DATA TO USE
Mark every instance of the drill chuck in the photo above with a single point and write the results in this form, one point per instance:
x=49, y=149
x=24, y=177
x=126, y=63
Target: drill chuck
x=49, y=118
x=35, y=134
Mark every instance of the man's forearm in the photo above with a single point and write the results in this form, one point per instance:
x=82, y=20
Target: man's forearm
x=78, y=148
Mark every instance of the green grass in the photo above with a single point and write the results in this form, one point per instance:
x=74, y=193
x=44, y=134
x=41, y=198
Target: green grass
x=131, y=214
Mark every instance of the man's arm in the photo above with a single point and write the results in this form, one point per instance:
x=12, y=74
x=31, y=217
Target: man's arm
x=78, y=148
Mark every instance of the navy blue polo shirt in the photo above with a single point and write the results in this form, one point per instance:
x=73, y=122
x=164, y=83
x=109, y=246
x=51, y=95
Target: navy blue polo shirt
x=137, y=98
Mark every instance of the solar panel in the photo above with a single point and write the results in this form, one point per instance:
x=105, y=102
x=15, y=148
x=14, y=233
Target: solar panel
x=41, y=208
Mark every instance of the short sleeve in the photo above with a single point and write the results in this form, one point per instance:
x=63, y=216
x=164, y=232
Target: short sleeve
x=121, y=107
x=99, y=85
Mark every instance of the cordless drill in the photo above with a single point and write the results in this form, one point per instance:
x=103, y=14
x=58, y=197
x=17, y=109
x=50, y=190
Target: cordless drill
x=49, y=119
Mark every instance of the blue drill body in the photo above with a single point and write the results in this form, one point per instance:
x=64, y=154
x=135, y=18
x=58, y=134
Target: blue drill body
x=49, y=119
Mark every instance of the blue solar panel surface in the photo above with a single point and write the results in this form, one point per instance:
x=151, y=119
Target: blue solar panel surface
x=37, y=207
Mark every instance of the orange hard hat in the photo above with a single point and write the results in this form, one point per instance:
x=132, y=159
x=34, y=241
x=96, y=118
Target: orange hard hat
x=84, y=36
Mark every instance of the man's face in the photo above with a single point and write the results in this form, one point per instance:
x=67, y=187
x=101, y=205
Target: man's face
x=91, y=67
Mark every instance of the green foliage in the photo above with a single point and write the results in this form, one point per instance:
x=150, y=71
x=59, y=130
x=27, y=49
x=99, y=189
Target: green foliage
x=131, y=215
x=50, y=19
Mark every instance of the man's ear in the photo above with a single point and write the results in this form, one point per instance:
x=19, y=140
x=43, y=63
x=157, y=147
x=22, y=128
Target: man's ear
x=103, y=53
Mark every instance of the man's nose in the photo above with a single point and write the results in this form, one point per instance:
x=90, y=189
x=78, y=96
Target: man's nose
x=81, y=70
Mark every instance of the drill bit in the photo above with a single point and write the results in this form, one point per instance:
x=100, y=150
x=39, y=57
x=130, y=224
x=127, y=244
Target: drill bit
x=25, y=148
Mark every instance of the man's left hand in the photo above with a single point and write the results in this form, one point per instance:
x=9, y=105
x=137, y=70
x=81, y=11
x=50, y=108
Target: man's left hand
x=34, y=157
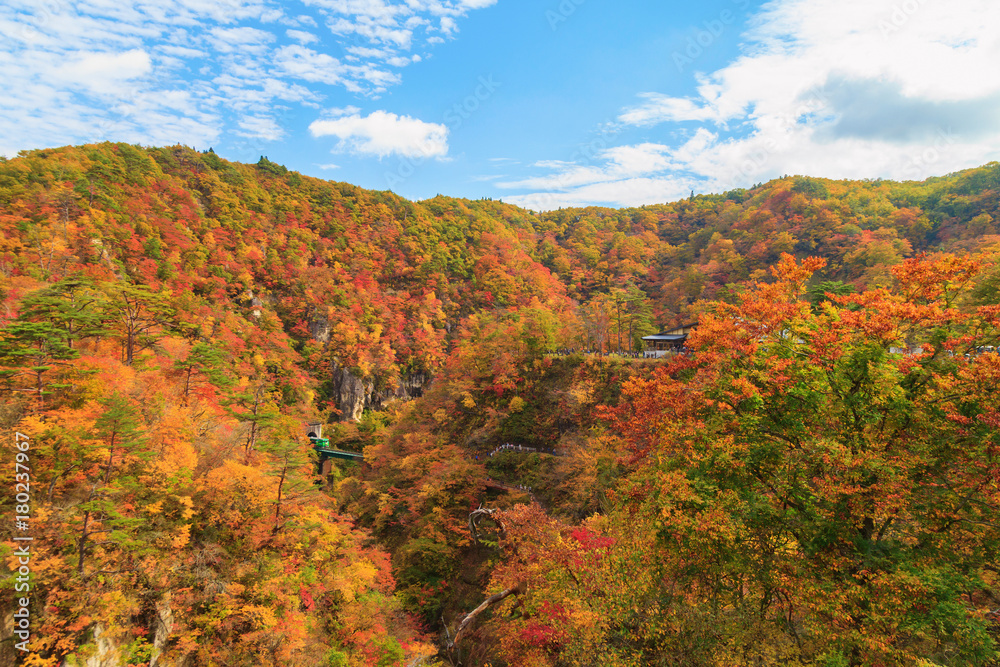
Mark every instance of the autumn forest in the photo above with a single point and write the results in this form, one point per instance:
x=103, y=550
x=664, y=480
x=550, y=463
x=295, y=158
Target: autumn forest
x=813, y=479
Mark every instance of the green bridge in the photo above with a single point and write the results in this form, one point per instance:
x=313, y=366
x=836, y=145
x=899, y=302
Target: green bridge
x=322, y=447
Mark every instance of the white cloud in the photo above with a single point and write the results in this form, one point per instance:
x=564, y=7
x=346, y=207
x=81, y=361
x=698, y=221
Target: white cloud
x=382, y=133
x=835, y=88
x=302, y=37
x=260, y=127
x=192, y=71
x=104, y=73
x=309, y=65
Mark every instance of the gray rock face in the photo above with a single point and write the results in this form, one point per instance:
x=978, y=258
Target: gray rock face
x=355, y=395
x=319, y=328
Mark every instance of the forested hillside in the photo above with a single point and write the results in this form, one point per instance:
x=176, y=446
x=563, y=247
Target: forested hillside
x=815, y=483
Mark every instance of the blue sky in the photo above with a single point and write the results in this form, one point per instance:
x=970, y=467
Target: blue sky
x=545, y=103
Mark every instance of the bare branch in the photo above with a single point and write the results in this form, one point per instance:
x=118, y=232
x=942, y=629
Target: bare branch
x=519, y=589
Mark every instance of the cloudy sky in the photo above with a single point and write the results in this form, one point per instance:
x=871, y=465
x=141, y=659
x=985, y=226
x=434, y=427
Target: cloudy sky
x=543, y=103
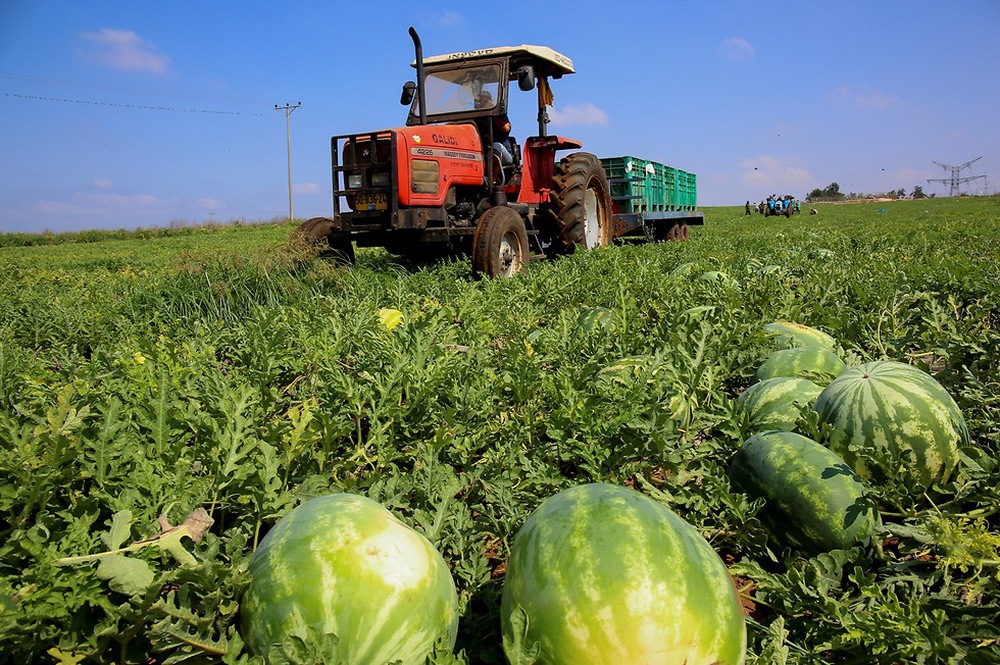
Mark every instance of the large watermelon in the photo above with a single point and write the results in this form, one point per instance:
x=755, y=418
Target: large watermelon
x=343, y=565
x=893, y=420
x=777, y=403
x=815, y=363
x=604, y=574
x=790, y=335
x=813, y=500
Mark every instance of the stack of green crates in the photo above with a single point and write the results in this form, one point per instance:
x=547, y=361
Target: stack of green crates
x=640, y=185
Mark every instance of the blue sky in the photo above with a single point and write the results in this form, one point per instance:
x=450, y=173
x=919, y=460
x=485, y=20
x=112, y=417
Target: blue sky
x=124, y=114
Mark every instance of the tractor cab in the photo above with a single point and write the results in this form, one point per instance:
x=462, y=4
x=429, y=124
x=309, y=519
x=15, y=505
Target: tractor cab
x=472, y=87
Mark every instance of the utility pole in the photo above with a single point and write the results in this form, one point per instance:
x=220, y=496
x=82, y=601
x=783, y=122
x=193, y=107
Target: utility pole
x=955, y=180
x=288, y=108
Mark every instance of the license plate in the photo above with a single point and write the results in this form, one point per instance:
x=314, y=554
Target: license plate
x=370, y=202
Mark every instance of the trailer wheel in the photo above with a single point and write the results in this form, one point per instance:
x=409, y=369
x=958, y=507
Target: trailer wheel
x=317, y=233
x=581, y=203
x=500, y=247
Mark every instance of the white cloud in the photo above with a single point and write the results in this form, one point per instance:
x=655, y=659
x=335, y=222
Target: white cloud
x=737, y=48
x=90, y=205
x=210, y=204
x=124, y=49
x=306, y=188
x=865, y=100
x=772, y=175
x=578, y=114
x=449, y=19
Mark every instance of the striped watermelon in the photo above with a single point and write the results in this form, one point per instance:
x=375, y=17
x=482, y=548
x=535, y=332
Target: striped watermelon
x=593, y=319
x=777, y=403
x=891, y=418
x=817, y=364
x=343, y=565
x=813, y=500
x=604, y=574
x=789, y=335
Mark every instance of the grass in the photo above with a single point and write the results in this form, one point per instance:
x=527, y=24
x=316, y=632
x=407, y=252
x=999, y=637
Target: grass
x=223, y=369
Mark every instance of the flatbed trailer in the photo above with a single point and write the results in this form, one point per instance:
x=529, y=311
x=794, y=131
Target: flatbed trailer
x=650, y=199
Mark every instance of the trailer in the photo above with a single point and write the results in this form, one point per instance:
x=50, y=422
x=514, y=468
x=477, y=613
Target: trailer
x=651, y=199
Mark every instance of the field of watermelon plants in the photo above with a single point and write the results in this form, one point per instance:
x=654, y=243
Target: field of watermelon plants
x=164, y=401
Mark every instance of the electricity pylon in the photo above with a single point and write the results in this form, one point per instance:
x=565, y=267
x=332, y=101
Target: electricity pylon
x=288, y=108
x=955, y=180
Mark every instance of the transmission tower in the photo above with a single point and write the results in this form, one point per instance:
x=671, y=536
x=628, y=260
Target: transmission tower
x=288, y=108
x=956, y=178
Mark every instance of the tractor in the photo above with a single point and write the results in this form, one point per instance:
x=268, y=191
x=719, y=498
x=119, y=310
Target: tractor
x=445, y=184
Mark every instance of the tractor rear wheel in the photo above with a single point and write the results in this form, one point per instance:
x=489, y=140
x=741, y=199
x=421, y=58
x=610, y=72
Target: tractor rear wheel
x=581, y=203
x=500, y=246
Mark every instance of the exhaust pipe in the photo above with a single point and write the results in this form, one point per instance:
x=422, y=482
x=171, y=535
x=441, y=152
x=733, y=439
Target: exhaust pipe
x=419, y=52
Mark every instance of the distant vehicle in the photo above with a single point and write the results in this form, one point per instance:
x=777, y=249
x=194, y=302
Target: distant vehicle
x=441, y=184
x=786, y=205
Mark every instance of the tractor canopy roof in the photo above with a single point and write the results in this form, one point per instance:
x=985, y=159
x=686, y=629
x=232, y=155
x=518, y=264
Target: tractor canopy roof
x=546, y=61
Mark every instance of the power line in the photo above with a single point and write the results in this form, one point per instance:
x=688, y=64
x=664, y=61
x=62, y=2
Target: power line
x=955, y=180
x=135, y=107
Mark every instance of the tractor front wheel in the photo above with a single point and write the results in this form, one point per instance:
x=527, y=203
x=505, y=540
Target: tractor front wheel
x=500, y=246
x=317, y=233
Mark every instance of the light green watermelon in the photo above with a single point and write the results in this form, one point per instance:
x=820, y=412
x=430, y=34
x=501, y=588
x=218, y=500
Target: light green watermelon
x=789, y=335
x=813, y=500
x=604, y=574
x=343, y=565
x=719, y=278
x=817, y=364
x=777, y=403
x=595, y=319
x=890, y=418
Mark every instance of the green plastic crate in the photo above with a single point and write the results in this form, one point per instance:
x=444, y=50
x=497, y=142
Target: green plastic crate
x=637, y=185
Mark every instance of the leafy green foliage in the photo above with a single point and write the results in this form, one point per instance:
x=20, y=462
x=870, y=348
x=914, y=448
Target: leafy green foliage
x=150, y=378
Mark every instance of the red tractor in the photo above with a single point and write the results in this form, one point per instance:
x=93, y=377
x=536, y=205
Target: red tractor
x=446, y=184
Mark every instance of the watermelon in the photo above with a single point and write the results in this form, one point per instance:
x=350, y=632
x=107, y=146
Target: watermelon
x=892, y=420
x=342, y=565
x=594, y=319
x=777, y=403
x=789, y=335
x=720, y=278
x=817, y=364
x=813, y=501
x=604, y=574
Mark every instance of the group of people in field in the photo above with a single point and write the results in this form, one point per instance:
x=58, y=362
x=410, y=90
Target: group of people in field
x=774, y=205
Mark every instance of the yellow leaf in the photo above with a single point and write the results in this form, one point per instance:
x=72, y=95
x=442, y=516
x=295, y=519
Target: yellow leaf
x=390, y=318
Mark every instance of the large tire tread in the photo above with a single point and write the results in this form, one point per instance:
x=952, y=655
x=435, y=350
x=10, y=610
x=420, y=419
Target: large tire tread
x=575, y=175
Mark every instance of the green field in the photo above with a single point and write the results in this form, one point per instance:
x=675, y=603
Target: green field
x=143, y=377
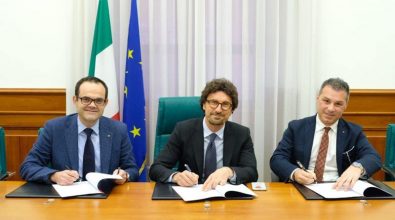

THE REQUEST
Copy the lines of the data above exactly, starting at the line that contains "Mark every instance of the electricity" and ending at the line that contains "x=956, y=178", with both of those lines included.

RESPONSE BELOW
Mark every instance of the electricity pylon in the photo above with a single point and write the results in this form, one point per instance:
x=565, y=267
x=332, y=101
Target: electricity pylon
x=288, y=108
x=955, y=180
Mark every instance of the transmission tower in the photo above with a single point and write the results in this form, one point per instance:
x=671, y=536
x=628, y=260
Target: transmission tower
x=288, y=108
x=956, y=178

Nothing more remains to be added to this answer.